[Source]
◇ ◇ ◇ ◇ ◇

Name: pkthisto
Version: 0.1.2, October 28th 2001
Author: gj_armitage@yahoo.com

Copyright (c) 2001, Grenville Armitage

1. Summary:

 A packet traffic analysis program specifically designed
 for generating inter-packet arrival time histograms,
 packet length histograms, and packet rate plots for
 UDP/IP traffic. I orignally wrote this to assist me in
 analysing online game traffic in and out of QuakeIII Arena
 servers. pkthisto can take input from real time capture
 (where Berkeley packet filter, BPF, is supported by the OS),
 tcpdump tracefiles, or NAI Sniffer tracefiles.

 Although pkthisto was originally developed under MS Visual
 C++ 6.0 in a Win32 environment, it migrated to FreeBSD4.3
 for the real time capture mode and development continued in
 that environment using KDevelop 1.4. Real time capture is
 currently not  available under  Win32. (See section 6 of
 this README for details on compiling under MS Visual C++.)

 pkthisto is released under the GNU General Public License,
 Version 2, 1991.

 pkthisto compiles 'out of the box' under FreeBSD4.3
 (and Win32 with lesser functionality). Standard C
 libraries are sufficient, there are no additional
 packages to install (modulo the possible need to recompile
 your kernel for BPF support). pkthisto does not come with
 any additional run-time libraries encumbered by other
 licenses.

◇ ◇ ◇ ◇ ◇

[Required task] According to the pkthisto README, under which license is the program released?

[Dataset entries]
◇ ◇ ◇ ◇ ◇

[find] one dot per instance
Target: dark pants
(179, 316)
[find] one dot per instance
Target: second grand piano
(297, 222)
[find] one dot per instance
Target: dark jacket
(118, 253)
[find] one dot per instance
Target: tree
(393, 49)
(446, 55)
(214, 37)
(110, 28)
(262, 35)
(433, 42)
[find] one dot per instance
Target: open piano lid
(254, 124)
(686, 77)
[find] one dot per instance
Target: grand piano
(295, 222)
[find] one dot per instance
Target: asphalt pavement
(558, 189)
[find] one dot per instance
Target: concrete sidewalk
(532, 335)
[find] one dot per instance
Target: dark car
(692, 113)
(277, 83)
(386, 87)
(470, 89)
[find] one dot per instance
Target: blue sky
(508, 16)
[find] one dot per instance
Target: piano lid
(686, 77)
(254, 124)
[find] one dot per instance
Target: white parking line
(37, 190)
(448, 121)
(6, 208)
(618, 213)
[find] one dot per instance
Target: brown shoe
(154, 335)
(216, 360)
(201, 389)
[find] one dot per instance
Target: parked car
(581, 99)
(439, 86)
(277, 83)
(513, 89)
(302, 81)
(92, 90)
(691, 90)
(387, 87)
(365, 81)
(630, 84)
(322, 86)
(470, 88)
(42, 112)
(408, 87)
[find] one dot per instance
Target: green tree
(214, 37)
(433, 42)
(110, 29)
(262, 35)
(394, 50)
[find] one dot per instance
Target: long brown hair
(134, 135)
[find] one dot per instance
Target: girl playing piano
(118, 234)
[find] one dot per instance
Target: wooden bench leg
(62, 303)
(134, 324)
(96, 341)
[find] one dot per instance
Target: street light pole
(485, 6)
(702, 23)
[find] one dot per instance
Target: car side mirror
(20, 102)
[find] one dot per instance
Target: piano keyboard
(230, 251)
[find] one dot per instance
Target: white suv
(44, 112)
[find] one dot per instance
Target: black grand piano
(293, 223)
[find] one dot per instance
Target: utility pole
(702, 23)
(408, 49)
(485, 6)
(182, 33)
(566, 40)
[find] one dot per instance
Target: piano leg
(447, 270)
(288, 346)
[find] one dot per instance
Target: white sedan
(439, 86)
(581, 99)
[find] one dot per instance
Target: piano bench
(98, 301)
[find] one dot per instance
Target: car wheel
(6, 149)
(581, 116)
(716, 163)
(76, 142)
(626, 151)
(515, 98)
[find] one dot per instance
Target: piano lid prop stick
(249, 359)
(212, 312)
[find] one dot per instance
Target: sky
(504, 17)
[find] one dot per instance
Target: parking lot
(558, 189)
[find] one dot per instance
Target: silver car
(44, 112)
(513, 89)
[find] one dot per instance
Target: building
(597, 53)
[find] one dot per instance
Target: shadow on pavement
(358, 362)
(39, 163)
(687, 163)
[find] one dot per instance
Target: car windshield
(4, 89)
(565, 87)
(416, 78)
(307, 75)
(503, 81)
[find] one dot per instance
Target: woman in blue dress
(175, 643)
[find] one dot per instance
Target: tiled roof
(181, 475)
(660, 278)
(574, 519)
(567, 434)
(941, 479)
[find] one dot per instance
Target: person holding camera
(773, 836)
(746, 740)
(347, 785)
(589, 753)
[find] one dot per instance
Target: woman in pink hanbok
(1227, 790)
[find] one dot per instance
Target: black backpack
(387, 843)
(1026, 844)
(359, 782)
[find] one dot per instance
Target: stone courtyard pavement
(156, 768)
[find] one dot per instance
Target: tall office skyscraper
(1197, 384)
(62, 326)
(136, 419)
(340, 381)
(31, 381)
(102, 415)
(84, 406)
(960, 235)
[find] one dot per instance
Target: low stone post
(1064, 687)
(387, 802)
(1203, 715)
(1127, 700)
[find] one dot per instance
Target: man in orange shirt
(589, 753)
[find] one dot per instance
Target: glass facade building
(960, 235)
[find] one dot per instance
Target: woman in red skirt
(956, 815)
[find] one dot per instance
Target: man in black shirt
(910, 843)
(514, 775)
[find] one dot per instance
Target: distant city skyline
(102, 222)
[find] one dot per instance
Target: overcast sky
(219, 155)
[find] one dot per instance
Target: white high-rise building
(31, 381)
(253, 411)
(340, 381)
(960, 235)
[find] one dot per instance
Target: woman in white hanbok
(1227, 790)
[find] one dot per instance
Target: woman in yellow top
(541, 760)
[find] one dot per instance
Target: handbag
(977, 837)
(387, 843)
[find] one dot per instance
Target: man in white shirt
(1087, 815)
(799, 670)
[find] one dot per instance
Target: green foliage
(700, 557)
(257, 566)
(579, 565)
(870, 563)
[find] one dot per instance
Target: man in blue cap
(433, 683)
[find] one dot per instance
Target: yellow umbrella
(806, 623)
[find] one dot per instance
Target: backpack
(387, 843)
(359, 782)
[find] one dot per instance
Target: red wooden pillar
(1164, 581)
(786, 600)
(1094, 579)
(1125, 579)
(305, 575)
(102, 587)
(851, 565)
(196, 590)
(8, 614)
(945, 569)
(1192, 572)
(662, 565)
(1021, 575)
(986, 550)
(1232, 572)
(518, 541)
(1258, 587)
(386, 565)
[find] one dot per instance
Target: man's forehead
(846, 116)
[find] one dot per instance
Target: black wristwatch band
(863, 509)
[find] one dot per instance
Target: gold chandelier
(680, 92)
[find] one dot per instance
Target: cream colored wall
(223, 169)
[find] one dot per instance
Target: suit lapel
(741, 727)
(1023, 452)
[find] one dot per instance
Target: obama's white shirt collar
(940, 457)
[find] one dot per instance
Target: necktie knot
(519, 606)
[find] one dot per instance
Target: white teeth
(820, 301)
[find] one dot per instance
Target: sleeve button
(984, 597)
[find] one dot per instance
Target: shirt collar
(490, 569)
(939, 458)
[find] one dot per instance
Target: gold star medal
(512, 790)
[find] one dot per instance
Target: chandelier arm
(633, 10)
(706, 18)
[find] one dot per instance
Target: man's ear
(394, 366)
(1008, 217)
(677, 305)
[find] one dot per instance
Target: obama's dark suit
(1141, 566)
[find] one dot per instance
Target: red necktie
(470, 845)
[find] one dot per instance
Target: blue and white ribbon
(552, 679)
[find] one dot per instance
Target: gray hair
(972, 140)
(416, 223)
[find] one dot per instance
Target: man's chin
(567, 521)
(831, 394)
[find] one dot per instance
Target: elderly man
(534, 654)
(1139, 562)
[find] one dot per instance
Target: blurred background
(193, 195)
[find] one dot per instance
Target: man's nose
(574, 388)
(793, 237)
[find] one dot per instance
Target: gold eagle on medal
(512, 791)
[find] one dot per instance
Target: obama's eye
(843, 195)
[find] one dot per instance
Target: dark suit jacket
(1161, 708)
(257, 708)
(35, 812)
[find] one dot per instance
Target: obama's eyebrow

◇ ◇ ◇ ◇ ◇

[Answer to the problem] The GNU General Public License, Version 2, 1991.